Description of the task:
Copy the whole article below on why APAC enterprises are self-hosting LLMs, word for word.

Passage for review:

- - -

Why APAC Enterprises Are Self-Hosting LLMs in 2026
The assumption that enterprise AI runs exclusively through managed API endpoints (OpenAI, Anthropic, Google) is breaking down across APAC. Three converging pressures have made self-hosted LLM infrastructure a serious engineering priority for APAC mid-market and enterprise organizations:
Data sovereignty requirements. Singapore MAS, Japan FSA, South Korean KISA, and Indonesia Kominfo all impose data residency obligations on financial services data. An APAC bank using OpenAI's API sends customer query text to US infrastructure — a compliance risk that, in 2026, is no longer acceptable to APAC regulators or APAC enterprise legal teams.
Cost at inference scale. An APAC e-commerce platform generating 10 million AI-assisted product descriptions per month at $0.002 per thousand output tokens pays $20,000 per month in inference costs — with no GPU ownership. Self-hosted inference on 4× A100 80GB nodes in Singapore colocation can serve the same workload for $8,000 per month in GPU rental, with marginal cost declining as utilization increases.

- - -

Source data:
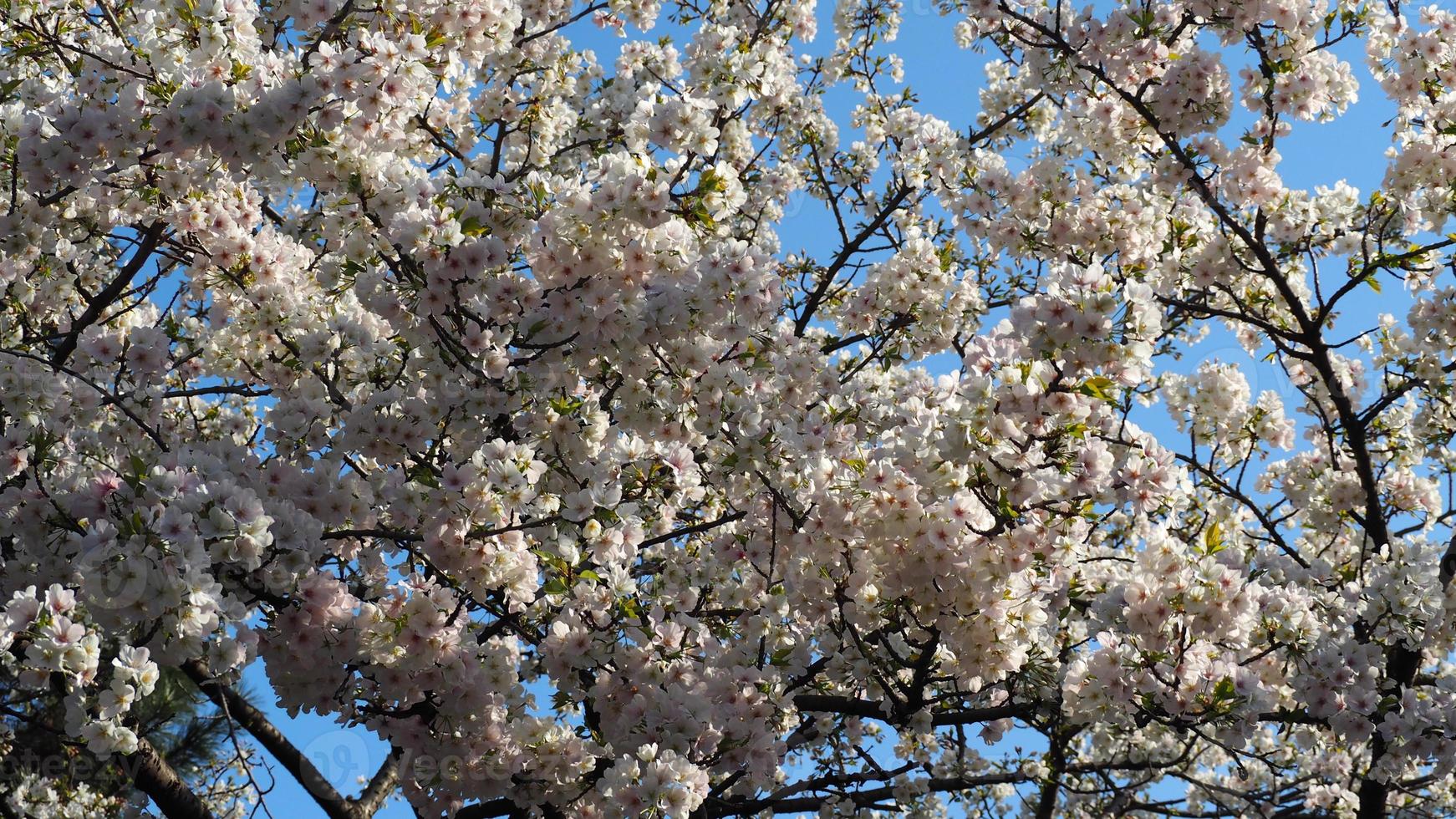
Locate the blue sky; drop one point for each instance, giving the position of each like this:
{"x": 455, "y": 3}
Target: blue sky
{"x": 947, "y": 80}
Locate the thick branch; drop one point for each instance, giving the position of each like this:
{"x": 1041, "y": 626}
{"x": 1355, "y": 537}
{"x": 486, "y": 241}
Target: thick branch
{"x": 155, "y": 777}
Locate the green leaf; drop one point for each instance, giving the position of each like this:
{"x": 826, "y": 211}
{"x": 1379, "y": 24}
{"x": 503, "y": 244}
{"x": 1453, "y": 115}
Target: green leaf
{"x": 1213, "y": 538}
{"x": 1098, "y": 387}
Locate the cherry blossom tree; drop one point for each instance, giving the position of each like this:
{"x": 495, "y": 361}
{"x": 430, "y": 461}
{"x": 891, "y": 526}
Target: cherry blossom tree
{"x": 465, "y": 371}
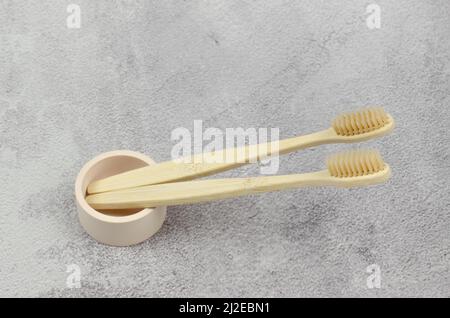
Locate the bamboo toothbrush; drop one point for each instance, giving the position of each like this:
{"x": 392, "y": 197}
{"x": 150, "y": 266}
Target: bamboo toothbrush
{"x": 346, "y": 128}
{"x": 347, "y": 169}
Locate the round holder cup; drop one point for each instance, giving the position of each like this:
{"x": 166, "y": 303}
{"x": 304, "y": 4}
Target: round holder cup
{"x": 116, "y": 227}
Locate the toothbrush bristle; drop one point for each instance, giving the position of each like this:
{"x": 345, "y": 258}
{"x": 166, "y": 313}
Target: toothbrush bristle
{"x": 355, "y": 163}
{"x": 360, "y": 122}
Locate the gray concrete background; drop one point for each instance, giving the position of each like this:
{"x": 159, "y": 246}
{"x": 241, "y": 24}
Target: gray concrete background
{"x": 138, "y": 69}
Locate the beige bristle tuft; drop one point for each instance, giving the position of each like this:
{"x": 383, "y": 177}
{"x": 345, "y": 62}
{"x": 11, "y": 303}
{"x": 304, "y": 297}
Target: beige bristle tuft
{"x": 355, "y": 163}
{"x": 360, "y": 122}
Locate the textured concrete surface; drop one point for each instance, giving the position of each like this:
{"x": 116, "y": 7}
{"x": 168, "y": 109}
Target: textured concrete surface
{"x": 136, "y": 70}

- - -

Result:
Why APAC Enterprises Are Self-Hosting LLMs in 2026
The assumption that enterprise AI runs exclusively through managed API endpoints (OpenAI, Anthropic, Google) is breaking down across APAC. Three converging pressures have made self-hosted LLM infrastructure a serious engineering priority for APAC mid-market and enterprise organizations:
Data sovereignty requirements. Singapore MAS, Japan FSA, South Korean KISA, and Indonesia Kominfo all impose data residency obligations on financial services data. An APAC bank using OpenAI's API sends customer query text to US infrastructure — a compliance risk that, in 2026, is no longer acceptable to APAC regulators or APAC enterprise legal teams.
Cost at inference scale. An APAC e-commerce platform generating 10 million AI-assisted product descriptions per month at $0.002 per thousand output tokens pays $20,000 per month in inference costs — with no GPU ownership. Self-hosted inference on 4× A100 80GB nodes in Singapore colocation can serve the same workload for $8,000 per month in GPU rental, with marginal cost declining as utilization increases.